* [TEXT TO READ]:

Thompson v. Havard

Annotate this Case

235 So. 2d 853 (1970)

Nollie THOMPSON v. Ross HAVARD et al.

1 Div. 595.

Supreme Court of Alabama.

May 15, 1970.

*855 M. A. Marsal and Howell, Johnston, Langford & Finkbohner, Mobile, for appellant.

Richard W. Vollmer, Jr., Ralph Kennamer, Mobile, for appellees.

McCALL, Justice.

The appellant, Nollie Thompson, who was the plaintiff in the lower court, sued for personal injuries and damages to himself allegedly caused as a proximate result of the combined negligence of the owner of an automobile, Mrs. E. S. Havard, and of the driver, Ross Havard. The gravamen of the action is that the defendant, Mrs. Havard, entrusted her automobile to her son, Ross, to operate, knowing at the time that he was a dangerous and competent driver, that the said Ross Havard so negligently drove or operated the said automobile as to run it into an automobile in which the plaintiff was a passenger, and as a proximate result of the combined negligence of both defendants, the plaintiff, Thompson, sustained serious and permanent personal injuries and damages.

Judgment was rendered against Ross and in favor of the defendant Mrs. Havard. The plaintiff appeals from the latter judgment. There is no appeal by the defendant Ross Havard nor has the appellee, Mrs. Havard, cross-assigned any error upon the record brought up by the appellant Thompson.

*856 The appellant's first two assignments of error complain of the court's giving the appellee's requested written charges No. 9 and No. 12. While the appellee insists on the correctness of each of these charges, she argues more stringently that giving them was without error to the appellant, because the trial court should have given the general affirmative charge which she requested at the close of the evidence for the plaintiff in chief at which time the appellee also rested. The appellee contends that the plaintiff failed to establish his case against her even by a scintilla of evidence. She cites the rule that where a losing party is not entitled to recover in any event, he cannot complain of error in the giving of any other charges to the jury, insisting that such, at most, would be error without injury. Coe v. Louisville & Nashville R. R. Co., 272 Ala. 115, 117, 130 So. 2d 32; Cummings v. Caldwell, 276 Ala. 375, 378, 162 So. 2d 470. When the plaintiff, upon whom lies the burden of proof, fails to make out his case, it is not incumbent upon the defendant to introduce any evidence, and his failure to do so should not create inference for the purpose of making out a case for the plaintiff after he has failed to make out one for himself. Southern Ry. Co. v. Gullatt, 150 Ala. 318, 43 So. 577.

* [EXCERPTED RECORDS]:
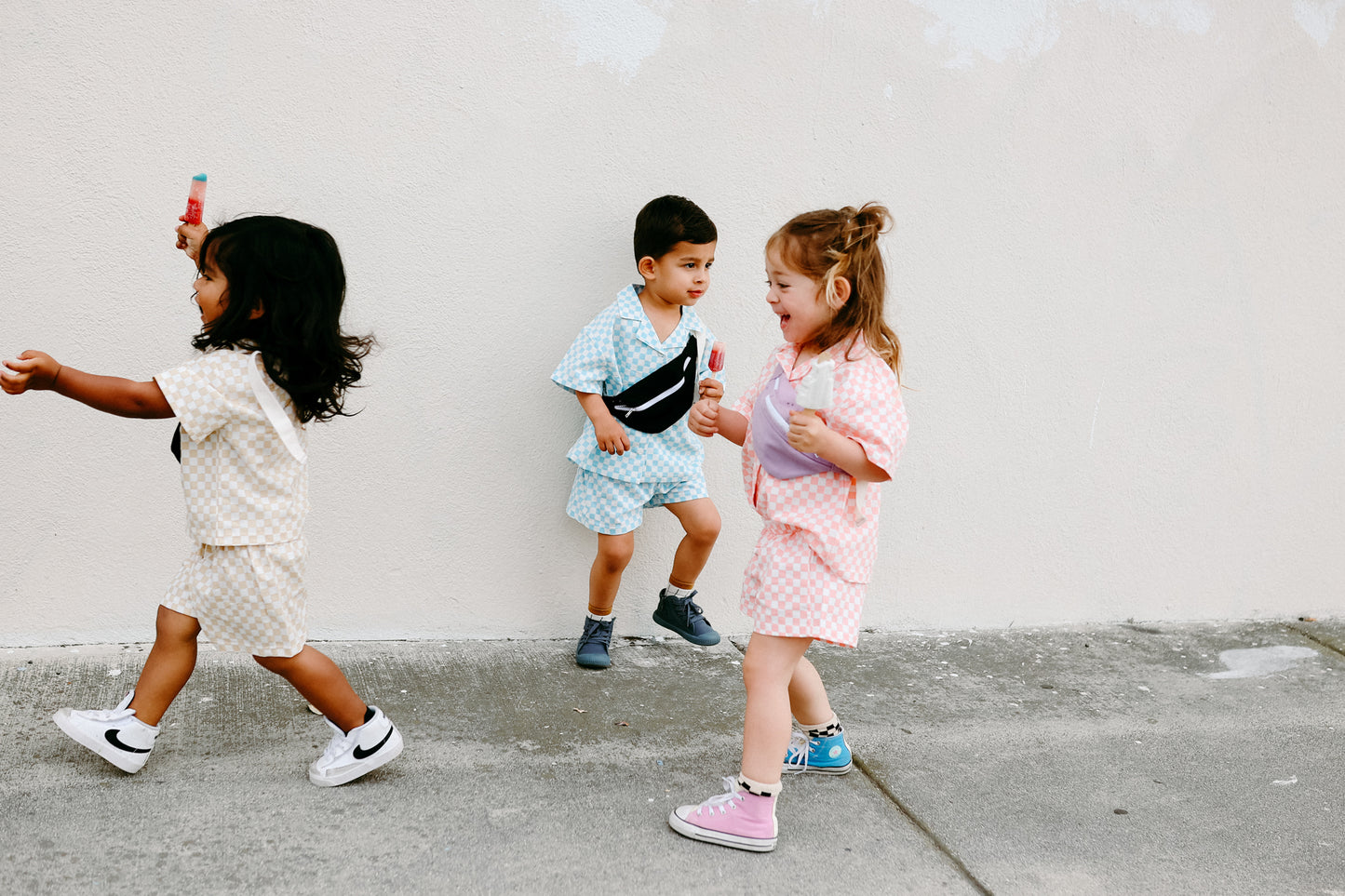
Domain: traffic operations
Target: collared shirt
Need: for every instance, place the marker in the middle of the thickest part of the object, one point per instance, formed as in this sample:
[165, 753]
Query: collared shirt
[613, 352]
[242, 486]
[867, 407]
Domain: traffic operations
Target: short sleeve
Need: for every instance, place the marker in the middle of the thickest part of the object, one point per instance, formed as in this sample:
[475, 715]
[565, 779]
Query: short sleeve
[588, 365]
[870, 412]
[196, 395]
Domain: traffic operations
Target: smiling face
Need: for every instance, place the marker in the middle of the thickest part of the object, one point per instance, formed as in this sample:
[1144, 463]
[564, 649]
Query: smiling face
[797, 301]
[680, 276]
[211, 292]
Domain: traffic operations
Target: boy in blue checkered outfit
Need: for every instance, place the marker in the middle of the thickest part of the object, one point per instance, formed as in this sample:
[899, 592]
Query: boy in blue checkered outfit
[637, 368]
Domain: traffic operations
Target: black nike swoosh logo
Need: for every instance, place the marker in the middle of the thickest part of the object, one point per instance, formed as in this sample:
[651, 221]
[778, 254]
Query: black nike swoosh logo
[115, 742]
[366, 754]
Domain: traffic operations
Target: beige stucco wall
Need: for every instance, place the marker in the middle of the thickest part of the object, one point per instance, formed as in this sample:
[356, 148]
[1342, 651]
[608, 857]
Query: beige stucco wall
[1117, 274]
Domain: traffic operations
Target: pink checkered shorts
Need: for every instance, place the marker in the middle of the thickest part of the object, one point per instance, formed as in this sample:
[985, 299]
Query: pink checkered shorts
[789, 592]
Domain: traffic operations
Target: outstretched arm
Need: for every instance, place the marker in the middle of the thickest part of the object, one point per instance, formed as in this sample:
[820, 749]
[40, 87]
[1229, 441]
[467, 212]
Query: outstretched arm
[39, 371]
[709, 419]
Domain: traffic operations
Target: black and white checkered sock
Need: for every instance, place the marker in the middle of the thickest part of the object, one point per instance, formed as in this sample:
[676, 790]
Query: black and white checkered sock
[827, 729]
[758, 787]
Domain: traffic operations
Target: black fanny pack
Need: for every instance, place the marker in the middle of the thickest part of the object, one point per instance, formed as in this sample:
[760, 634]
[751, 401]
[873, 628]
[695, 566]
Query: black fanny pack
[662, 398]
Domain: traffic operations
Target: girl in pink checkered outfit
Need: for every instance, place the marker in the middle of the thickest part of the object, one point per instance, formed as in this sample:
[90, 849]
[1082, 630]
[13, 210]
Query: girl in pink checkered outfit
[821, 429]
[274, 358]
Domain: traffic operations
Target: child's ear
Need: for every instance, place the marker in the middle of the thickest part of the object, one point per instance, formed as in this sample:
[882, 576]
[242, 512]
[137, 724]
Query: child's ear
[838, 292]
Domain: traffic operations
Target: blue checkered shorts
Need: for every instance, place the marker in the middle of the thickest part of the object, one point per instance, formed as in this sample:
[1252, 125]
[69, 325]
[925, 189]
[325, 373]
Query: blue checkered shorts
[615, 507]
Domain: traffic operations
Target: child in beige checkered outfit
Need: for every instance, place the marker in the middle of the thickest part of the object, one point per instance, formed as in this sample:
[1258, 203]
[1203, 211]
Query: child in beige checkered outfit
[275, 358]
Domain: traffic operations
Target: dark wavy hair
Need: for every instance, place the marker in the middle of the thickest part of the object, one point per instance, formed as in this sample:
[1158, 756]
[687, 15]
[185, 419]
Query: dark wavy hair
[286, 292]
[667, 221]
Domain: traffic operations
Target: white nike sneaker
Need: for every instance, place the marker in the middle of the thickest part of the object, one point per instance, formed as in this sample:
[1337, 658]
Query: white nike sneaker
[114, 733]
[354, 754]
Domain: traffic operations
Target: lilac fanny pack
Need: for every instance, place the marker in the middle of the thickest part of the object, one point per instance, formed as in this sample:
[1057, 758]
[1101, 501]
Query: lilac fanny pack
[771, 432]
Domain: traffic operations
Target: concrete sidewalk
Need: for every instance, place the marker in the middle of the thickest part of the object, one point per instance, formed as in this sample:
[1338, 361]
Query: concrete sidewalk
[1126, 759]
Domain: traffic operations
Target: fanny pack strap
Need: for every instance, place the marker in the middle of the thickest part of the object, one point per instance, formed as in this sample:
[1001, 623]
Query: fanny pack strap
[275, 413]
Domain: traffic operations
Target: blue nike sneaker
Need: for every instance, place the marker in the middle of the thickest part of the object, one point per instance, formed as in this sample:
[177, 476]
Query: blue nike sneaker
[818, 755]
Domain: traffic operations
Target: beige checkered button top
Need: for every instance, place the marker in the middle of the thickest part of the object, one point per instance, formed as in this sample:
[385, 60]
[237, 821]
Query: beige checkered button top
[242, 485]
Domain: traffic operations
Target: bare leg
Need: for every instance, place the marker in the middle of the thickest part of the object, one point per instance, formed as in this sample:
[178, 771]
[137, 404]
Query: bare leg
[701, 522]
[807, 697]
[168, 666]
[322, 684]
[767, 670]
[613, 554]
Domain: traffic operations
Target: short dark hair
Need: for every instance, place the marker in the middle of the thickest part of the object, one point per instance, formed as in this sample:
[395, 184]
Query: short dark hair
[667, 221]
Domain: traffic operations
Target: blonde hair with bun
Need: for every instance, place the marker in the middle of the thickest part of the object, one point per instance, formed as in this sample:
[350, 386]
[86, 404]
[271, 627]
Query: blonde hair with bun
[830, 245]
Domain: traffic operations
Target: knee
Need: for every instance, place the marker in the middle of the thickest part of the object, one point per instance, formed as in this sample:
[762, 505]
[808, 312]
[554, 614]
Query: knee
[613, 555]
[172, 626]
[755, 673]
[274, 663]
[705, 528]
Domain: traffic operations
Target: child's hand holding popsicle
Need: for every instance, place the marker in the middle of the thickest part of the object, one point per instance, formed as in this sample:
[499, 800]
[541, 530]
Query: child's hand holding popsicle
[191, 230]
[712, 388]
[807, 431]
[704, 419]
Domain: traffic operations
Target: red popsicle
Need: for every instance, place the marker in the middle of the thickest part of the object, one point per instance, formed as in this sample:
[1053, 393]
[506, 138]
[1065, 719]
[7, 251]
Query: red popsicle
[195, 199]
[717, 356]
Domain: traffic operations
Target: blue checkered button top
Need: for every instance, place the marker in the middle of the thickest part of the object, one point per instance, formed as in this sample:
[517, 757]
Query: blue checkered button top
[613, 352]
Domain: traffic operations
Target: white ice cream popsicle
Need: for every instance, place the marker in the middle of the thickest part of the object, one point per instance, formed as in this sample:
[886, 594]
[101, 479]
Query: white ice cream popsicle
[814, 392]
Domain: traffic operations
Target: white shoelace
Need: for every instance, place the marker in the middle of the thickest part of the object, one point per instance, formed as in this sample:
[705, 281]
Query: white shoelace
[338, 742]
[106, 715]
[725, 801]
[800, 751]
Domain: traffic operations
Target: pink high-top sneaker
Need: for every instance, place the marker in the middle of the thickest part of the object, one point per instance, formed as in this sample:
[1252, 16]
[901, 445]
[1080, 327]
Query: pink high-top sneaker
[734, 818]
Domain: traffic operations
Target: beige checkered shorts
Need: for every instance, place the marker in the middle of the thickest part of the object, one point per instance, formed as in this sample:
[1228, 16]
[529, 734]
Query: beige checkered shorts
[247, 597]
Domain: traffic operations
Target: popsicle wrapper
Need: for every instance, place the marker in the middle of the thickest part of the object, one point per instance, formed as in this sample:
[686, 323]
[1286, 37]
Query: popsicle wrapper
[717, 353]
[195, 199]
[814, 392]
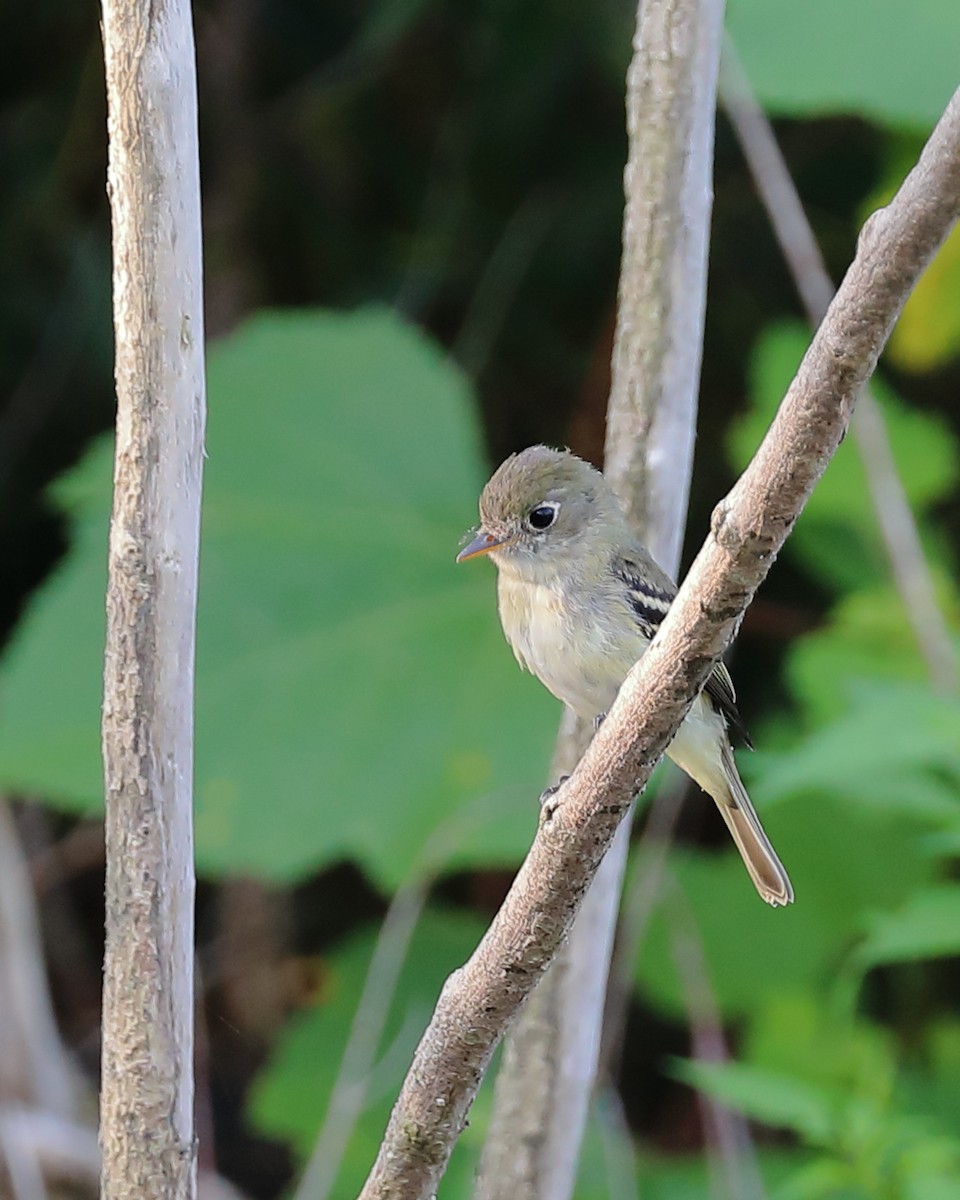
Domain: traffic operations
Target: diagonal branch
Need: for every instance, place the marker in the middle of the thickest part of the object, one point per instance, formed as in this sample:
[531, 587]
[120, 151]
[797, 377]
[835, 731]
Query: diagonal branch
[550, 1059]
[748, 529]
[813, 281]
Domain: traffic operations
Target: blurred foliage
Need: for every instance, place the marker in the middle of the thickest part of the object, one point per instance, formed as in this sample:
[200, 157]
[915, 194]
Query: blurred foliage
[861, 67]
[461, 166]
[330, 603]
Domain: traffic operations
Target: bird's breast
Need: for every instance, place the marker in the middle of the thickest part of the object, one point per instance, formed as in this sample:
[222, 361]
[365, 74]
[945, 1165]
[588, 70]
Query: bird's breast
[575, 653]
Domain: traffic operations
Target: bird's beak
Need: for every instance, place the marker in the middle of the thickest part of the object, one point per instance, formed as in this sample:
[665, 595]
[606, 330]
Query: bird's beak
[483, 544]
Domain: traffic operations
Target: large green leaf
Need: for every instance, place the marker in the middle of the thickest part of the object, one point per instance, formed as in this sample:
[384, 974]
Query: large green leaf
[894, 63]
[353, 685]
[927, 927]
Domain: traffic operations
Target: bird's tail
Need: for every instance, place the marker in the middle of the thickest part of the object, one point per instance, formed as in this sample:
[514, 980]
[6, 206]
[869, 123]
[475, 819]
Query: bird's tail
[759, 856]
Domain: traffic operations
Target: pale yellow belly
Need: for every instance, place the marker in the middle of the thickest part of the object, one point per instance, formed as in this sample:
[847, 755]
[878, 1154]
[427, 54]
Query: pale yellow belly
[570, 653]
[583, 665]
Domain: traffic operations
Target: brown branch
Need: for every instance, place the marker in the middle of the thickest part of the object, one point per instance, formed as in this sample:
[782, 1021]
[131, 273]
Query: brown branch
[550, 1061]
[805, 262]
[147, 1095]
[748, 529]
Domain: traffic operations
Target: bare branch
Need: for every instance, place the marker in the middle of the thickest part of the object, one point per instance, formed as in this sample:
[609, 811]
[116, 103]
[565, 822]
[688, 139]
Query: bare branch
[550, 1063]
[802, 252]
[147, 1097]
[349, 1089]
[748, 529]
[34, 1065]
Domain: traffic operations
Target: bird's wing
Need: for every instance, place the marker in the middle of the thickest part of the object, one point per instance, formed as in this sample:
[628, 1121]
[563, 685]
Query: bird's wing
[651, 593]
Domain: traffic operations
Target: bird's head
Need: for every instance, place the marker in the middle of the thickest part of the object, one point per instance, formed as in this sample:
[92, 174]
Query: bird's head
[540, 508]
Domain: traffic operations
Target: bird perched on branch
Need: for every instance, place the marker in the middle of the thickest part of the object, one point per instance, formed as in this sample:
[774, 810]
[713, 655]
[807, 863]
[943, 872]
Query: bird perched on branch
[580, 600]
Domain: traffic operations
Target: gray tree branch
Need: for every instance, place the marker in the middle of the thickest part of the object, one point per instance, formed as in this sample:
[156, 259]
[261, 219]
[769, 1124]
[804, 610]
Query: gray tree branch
[813, 281]
[147, 1093]
[550, 1060]
[748, 529]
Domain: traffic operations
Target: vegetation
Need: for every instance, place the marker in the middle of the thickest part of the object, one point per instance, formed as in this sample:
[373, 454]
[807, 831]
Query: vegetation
[444, 181]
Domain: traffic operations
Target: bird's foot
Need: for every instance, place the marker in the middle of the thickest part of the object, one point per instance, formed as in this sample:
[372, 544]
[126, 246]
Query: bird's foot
[547, 802]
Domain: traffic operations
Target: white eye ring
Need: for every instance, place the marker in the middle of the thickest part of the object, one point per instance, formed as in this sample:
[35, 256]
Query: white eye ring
[543, 516]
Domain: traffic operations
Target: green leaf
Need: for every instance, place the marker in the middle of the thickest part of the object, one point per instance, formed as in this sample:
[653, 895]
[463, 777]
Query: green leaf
[882, 59]
[867, 637]
[779, 1101]
[754, 953]
[927, 927]
[353, 687]
[895, 749]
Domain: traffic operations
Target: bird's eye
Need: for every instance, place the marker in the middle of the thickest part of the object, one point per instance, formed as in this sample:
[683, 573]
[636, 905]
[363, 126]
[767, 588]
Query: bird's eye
[543, 516]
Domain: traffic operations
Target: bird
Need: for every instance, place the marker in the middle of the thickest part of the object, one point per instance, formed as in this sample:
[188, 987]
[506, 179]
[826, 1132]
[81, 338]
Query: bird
[580, 599]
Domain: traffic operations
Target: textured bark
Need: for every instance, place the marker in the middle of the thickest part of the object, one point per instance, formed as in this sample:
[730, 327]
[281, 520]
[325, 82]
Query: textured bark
[748, 529]
[813, 281]
[550, 1060]
[147, 1099]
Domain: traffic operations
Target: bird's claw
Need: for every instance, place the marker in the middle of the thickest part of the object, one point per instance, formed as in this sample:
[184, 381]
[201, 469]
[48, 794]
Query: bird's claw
[547, 803]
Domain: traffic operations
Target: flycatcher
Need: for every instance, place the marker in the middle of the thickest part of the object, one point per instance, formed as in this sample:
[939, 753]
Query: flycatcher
[580, 600]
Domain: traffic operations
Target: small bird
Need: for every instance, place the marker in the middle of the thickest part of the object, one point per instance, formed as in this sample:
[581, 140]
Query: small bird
[580, 600]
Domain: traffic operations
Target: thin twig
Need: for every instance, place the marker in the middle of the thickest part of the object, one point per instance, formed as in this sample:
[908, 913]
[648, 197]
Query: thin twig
[618, 1145]
[351, 1086]
[348, 1093]
[727, 1133]
[550, 1062]
[805, 262]
[642, 895]
[748, 531]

* [SHORT PROBLEM]:
Reproduce the Thompson v. Havard court opinion above word for word, from its first line to its last.

* [OUTPUT]:
Thompson v. Havard

Annotate this Case

235 So. 2d 853 (1970)

Nollie THOMPSON v. Ross HAVARD et al.

1 Div. 595.

Supreme Court of Alabama.

May 15, 1970.

*855 M. A. Marsal and Howell, Johnston, Langford & Finkbohner, Mobile, for appellant.

Richard W. Vollmer, Jr., Ralph Kennamer, Mobile, for appellees.

McCALL, Justice.

The appellant, Nollie Thompson, who was the plaintiff in the lower court, sued for personal injuries and damages to himself allegedly caused as a proximate result of the combined negligence of the owner of an automobile, Mrs. E. S. Havard, and of the driver, Ross Havard. The gravamen of the action is that the defendant, Mrs. Havard, entrusted her automobile to her son, Ross, to operate, knowing at the time that he was a dangerous and competent driver, that the said Ross Havard so negligently drove or operated the said automobile as to run it into an automobile in which the plaintiff was a passenger, and as a proximate result of the combined negligence of both defendants, the plaintiff, Thompson, sustained serious and permanent personal injuries and damages.

Judgment was rendered against Ross and in favor of the defendant Mrs. Havard. The plaintiff appeals from the latter judgment. There is no appeal by the defendant Ross Havard nor has the appellee, Mrs. Havard, cross-assigned any error upon the record brought up by the appellant Thompson.

*856 The appellant's first two assignments of error complain of the court's giving the appellee's requested written charges No. 9 and No. 12. While the appellee insists on the correctness of each of these charges, she argues more stringently that giving them was without error to the appellant, because the trial court should have given the general affirmative charge which she requested at the close of the evidence for the plaintiff in chief at which time the appellee also rested. The appellee contends that the plaintiff failed to establish his case against her even by a scintilla of evidence. She cites the rule that where a losing party is not entitled to recover in any event, he cannot complain of error in the giving of any other charges to the jury, insisting that such, at most, would be error without injury. Coe v. Louisville & Nashville R. R. Co., 272 Ala. 115, 117, 130 So. 2d 32; Cummings v. Caldwell, 276 Ala. 375, 378, 162 So. 2d 470. When the plaintiff, upon whom lies the burden of proof, fails to make out his case, it is not incumbent upon the defendant to introduce any evidence, and his failure to do so should not create inference for the purpose of making out a case for the plaintiff after he has failed to make out one for himself. Southern Ry. Co. v. Gullatt, 150 Ala. 318, 43 So. 577.